Do this
Write out all entries word for word.

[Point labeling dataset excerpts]
# # # # #

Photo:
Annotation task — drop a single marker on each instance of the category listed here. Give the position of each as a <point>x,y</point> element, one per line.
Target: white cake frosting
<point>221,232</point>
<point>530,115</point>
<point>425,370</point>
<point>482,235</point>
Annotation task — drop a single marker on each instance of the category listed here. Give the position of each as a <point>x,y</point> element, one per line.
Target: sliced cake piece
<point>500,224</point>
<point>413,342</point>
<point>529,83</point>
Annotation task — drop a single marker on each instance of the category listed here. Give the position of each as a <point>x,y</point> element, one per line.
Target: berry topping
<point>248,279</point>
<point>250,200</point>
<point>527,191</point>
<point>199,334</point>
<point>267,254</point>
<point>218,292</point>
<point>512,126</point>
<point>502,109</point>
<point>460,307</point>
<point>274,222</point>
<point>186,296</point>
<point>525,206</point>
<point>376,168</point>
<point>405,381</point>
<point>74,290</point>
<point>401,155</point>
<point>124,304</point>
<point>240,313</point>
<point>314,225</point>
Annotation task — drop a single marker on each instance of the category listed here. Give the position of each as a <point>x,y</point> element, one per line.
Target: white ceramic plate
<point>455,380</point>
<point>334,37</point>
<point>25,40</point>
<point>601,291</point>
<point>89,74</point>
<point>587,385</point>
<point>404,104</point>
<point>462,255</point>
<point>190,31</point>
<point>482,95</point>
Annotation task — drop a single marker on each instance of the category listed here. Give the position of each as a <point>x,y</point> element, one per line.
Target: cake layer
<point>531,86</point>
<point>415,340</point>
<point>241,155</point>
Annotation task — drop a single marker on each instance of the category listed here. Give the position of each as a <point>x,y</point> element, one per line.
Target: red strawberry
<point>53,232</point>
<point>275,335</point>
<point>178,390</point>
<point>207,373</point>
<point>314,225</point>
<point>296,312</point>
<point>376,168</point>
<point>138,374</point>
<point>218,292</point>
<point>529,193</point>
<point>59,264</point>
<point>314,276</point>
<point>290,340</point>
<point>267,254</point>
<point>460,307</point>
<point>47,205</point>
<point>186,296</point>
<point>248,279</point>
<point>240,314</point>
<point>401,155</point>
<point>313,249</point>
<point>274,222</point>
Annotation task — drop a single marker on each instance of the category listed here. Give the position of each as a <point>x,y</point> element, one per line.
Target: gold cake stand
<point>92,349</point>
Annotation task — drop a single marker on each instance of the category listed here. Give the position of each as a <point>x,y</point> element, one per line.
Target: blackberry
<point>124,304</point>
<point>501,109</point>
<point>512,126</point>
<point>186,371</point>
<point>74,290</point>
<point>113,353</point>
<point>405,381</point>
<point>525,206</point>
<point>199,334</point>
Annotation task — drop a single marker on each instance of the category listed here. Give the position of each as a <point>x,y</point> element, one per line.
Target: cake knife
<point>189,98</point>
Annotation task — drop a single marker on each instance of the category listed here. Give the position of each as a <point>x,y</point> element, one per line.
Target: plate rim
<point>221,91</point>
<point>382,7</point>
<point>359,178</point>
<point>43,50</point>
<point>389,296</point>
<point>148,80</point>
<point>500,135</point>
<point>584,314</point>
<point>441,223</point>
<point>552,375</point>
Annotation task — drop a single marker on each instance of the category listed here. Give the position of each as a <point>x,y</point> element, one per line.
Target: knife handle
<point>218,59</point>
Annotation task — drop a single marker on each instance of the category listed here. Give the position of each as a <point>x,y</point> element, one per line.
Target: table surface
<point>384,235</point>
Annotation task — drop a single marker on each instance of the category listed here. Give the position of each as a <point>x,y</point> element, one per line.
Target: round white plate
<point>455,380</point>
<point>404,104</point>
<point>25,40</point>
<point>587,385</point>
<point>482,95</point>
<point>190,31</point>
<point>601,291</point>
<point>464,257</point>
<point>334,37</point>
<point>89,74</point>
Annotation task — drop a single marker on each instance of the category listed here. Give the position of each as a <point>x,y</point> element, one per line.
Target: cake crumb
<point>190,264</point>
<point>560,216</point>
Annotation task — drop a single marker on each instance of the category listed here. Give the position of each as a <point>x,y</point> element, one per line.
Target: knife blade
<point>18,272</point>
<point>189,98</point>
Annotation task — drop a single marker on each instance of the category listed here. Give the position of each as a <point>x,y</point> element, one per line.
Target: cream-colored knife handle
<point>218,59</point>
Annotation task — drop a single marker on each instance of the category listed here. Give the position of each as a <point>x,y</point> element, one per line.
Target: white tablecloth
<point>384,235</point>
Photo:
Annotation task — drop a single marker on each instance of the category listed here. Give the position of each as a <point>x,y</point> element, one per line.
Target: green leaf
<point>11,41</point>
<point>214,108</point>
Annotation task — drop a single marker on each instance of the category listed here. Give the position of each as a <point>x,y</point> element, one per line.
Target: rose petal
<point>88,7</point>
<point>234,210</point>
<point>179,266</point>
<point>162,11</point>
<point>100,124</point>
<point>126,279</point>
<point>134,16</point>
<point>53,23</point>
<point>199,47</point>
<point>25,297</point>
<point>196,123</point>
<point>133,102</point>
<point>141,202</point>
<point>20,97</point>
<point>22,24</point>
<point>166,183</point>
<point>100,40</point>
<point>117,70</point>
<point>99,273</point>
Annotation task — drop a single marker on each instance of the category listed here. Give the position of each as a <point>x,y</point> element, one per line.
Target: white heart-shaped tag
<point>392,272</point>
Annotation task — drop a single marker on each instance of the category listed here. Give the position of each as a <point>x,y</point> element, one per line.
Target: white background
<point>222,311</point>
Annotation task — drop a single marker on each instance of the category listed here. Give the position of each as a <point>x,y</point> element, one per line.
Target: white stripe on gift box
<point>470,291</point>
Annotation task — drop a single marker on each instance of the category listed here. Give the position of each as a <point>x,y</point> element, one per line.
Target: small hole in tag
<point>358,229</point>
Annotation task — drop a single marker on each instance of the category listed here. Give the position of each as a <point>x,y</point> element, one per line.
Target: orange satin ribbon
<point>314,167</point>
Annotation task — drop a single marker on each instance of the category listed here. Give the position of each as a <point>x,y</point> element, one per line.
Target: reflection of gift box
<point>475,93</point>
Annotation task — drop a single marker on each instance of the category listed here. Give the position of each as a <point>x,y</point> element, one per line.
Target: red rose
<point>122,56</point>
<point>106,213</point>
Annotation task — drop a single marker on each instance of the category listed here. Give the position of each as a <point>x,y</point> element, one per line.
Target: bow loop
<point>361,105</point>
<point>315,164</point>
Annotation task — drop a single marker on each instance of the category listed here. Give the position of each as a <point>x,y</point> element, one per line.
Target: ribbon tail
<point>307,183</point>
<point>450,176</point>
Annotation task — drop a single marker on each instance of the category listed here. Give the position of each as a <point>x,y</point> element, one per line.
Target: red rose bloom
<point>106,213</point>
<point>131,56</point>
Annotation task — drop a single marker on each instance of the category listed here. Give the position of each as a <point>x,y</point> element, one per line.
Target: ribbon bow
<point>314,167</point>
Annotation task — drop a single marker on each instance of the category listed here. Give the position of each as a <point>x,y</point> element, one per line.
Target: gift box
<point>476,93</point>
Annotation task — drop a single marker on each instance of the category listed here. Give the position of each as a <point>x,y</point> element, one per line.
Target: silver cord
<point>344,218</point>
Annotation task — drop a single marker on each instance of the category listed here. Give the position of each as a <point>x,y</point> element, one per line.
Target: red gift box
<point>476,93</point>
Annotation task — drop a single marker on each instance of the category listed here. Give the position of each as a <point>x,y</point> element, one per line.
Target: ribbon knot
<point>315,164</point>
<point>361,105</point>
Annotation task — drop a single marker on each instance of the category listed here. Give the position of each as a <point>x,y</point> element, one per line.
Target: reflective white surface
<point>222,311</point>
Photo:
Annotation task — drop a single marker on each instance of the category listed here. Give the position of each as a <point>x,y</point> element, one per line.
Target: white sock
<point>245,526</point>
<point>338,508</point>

# # # # #

Reply to the exercise
Photo:
Annotation task — drop a single marker on each instance of the category listed here. Give the position of each as a <point>x,y</point> element, one per line.
Target: white cake frosting
<point>221,232</point>
<point>530,115</point>
<point>425,370</point>
<point>482,235</point>
Annotation task — drop a single marker on each instance of the category listed here. Give the position of each as a <point>x,y</point> element, one per line.
Target: sliced cake piece
<point>500,224</point>
<point>413,342</point>
<point>529,83</point>
Annotation task — drop a single marker on each instance of the category listed here. Give the position of each as a <point>x,y</point> element, one per line.
Target: berry topping
<point>248,279</point>
<point>250,200</point>
<point>527,191</point>
<point>199,334</point>
<point>267,254</point>
<point>218,292</point>
<point>512,126</point>
<point>502,109</point>
<point>460,307</point>
<point>274,222</point>
<point>186,296</point>
<point>525,206</point>
<point>376,168</point>
<point>405,381</point>
<point>74,290</point>
<point>401,155</point>
<point>124,304</point>
<point>240,313</point>
<point>314,225</point>
Annotation task — drop a single marker on each instance of the category listed here. Give the position of each as a <point>x,y</point> element, one per line.
Target: white ceramic plate
<point>455,380</point>
<point>334,37</point>
<point>25,40</point>
<point>601,291</point>
<point>89,74</point>
<point>587,385</point>
<point>404,104</point>
<point>462,255</point>
<point>190,31</point>
<point>482,95</point>
Annotation task — drop a single marker on each instance of the category listed here. Give the position of each as a <point>x,y</point> element, one per line.
Target: cake layer
<point>531,86</point>
<point>415,340</point>
<point>241,155</point>
Annotation task — drop a single marker on each instance of the category listed here. Give the position of each as a <point>x,y</point> element, one per line.
Target: red strawberry
<point>53,232</point>
<point>275,335</point>
<point>178,390</point>
<point>207,373</point>
<point>314,225</point>
<point>296,312</point>
<point>376,168</point>
<point>138,374</point>
<point>218,292</point>
<point>529,193</point>
<point>59,264</point>
<point>314,276</point>
<point>290,340</point>
<point>267,254</point>
<point>460,307</point>
<point>47,205</point>
<point>186,296</point>
<point>248,279</point>
<point>240,314</point>
<point>401,155</point>
<point>313,249</point>
<point>274,222</point>
Annotation task — drop a single marker on each instance of the category listed here. Give the position of each as a <point>x,y</point> element, one per line.
Target: gold cake stand
<point>92,349</point>
Annotation task — drop a single marker on each instance of the category listed here. Give the position of each as a <point>x,y</point> element, one per line.
Target: blackberry
<point>124,304</point>
<point>501,109</point>
<point>512,126</point>
<point>186,371</point>
<point>74,290</point>
<point>113,353</point>
<point>405,381</point>
<point>525,206</point>
<point>199,334</point>
Annotation task — drop a single marker on each instance of the category listed here. Give the position of each as a <point>x,y</point> element, one per line.
Target: cake knife
<point>189,98</point>
Annotation task — drop a single marker on each instance of the category listed here. Give the position of each as a <point>x,y</point> element, one per line.
Target: plate rim
<point>221,91</point>
<point>382,7</point>
<point>359,178</point>
<point>43,50</point>
<point>389,296</point>
<point>148,80</point>
<point>500,135</point>
<point>584,314</point>
<point>441,223</point>
<point>552,375</point>
Annotation task — drop a single marker on each instance of the category listed here. Give the position of each as a <point>x,y</point> element, one per line.
Target: knife handle
<point>218,59</point>
Annotation task — drop a single marker on each instance of the category listed here. Give the position of each as a <point>x,y</point> element, one per line.
Target: table surface
<point>384,235</point>
Annotation task — drop a single marker on each instance of the category listed here. Give the position of each as a <point>x,y</point> element, one per line.
Target: round white plate
<point>455,380</point>
<point>404,104</point>
<point>25,40</point>
<point>587,385</point>
<point>482,95</point>
<point>190,31</point>
<point>601,291</point>
<point>464,257</point>
<point>334,37</point>
<point>89,74</point>
Annotation task — drop a single marker on each instance of the category listed here. Give the position of each as a <point>x,y</point> element, one per line.
Target: cake crumb
<point>190,264</point>
<point>560,216</point>
Annotation task — drop a single marker on each instance of the category listed here. Give the position of each as a <point>x,y</point> element, one per line.
Target: knife blade
<point>18,272</point>
<point>189,98</point>
Annotation task — drop a single marker on each instance of the category listed here. Give the position of each as a <point>x,y</point> element, one per line.
Target: cream-colored knife handle
<point>218,59</point>
Annotation task — drop a single marker on each instance of the category listed here. Give the position of each as a <point>x,y</point> element, one per line.
Target: white tablecloth
<point>384,235</point>
Photo:
Annotation task — drop a single marker on each instance of the category listed here. Give the position of each as a <point>x,y</point> element, one per line.
Target: green leaf
<point>11,41</point>
<point>214,108</point>
Annotation task — drop a single marker on each instance of the category listed here. Give the position of each as a <point>x,y</point> element, one per line.
Target: rose petal
<point>88,7</point>
<point>234,210</point>
<point>179,266</point>
<point>162,11</point>
<point>100,124</point>
<point>126,279</point>
<point>134,16</point>
<point>53,23</point>
<point>199,47</point>
<point>25,297</point>
<point>196,123</point>
<point>133,102</point>
<point>141,202</point>
<point>20,97</point>
<point>22,24</point>
<point>166,183</point>
<point>100,40</point>
<point>117,70</point>
<point>99,273</point>
Annotation task — drop a single marker on each instance of the category listed here. Give the position of each as a <point>x,y</point> element, one per line.
Target: white heart-shaped tag
<point>392,272</point>
Annotation task — drop a single marker on each instance of the category listed here. Give the position of each as a <point>x,y</point> element, one per line.
Target: white background
<point>222,311</point>
Annotation task — drop a single marker on each instance of the category listed here. Give the position of each as a <point>x,y</point> element, one per line.
Target: white stripe on gift box
<point>470,291</point>
Annotation task — drop a single marker on each instance of the category listed here. Give the position of each as a <point>x,y</point> element, one per line.
Target: small hole in tag
<point>358,229</point>
Annotation task — drop a single marker on each instance of the category listed here. Give the position of each as a <point>x,y</point> element, one per line.
Target: orange satin ribbon
<point>314,167</point>
Annotation task — drop a single marker on each instance of the category listed here. Give the position of each as a <point>x,y</point> element, one per line.
Target: reflection of gift box
<point>475,93</point>
Annotation task — drop a single marker on each instance of the category listed here. Give the position of each as a <point>x,y</point> element, one per line.
Target: red rose
<point>122,56</point>
<point>106,213</point>
Annotation task — drop a single marker on each instance of the category listed here. Give the position of each as a <point>x,y</point> element, one per line.
Target: bow loop
<point>361,105</point>
<point>315,164</point>
Annotation task — drop a single marker on each instance of the category listed here. Give the position of each as a <point>x,y</point> element, one per line.
Target: ribbon tail
<point>307,183</point>
<point>450,176</point>
Annotation task — drop a single marker on each instance of the category listed here. Give the position of each as a <point>x,y</point> element, one per line.
Target: red rose bloom
<point>106,213</point>
<point>131,56</point>
Annotation task — drop a single marker on each instance of the category listed here. Give the position of each as a <point>x,y</point> element, one per line.
Target: ribbon bow
<point>314,167</point>
Annotation task — drop a single marker on each instance of the category listed here. Give the position of each as a <point>x,y</point> element, one per line.
Target: gift box
<point>476,93</point>
Annotation task — drop a single marker on each instance of the category listed here. Give the position of each as a <point>x,y</point> element, one per line.
Target: silver cord
<point>344,218</point>
Annotation task — drop a single marker on each instance of the category listed here. Give the position of each as a <point>x,y</point> element, one per line.
Target: red gift box
<point>476,93</point>
Annotation task — drop a single marker on each instance of the category listed here. Give the position of each as a <point>x,y</point> element, one per line.
Target: ribbon knot
<point>315,164</point>
<point>361,105</point>
Annotation task — drop a single marker on each instance of the category listed here. Give the position of each as a <point>x,y</point> element, one per line.
Target: reflective white surface
<point>222,311</point>
Photo:
Annotation task — drop a single marker on each instance of the category listed here. Give the position of each as a <point>x,y</point> element, one per line.
Target: white sock
<point>245,526</point>
<point>338,508</point>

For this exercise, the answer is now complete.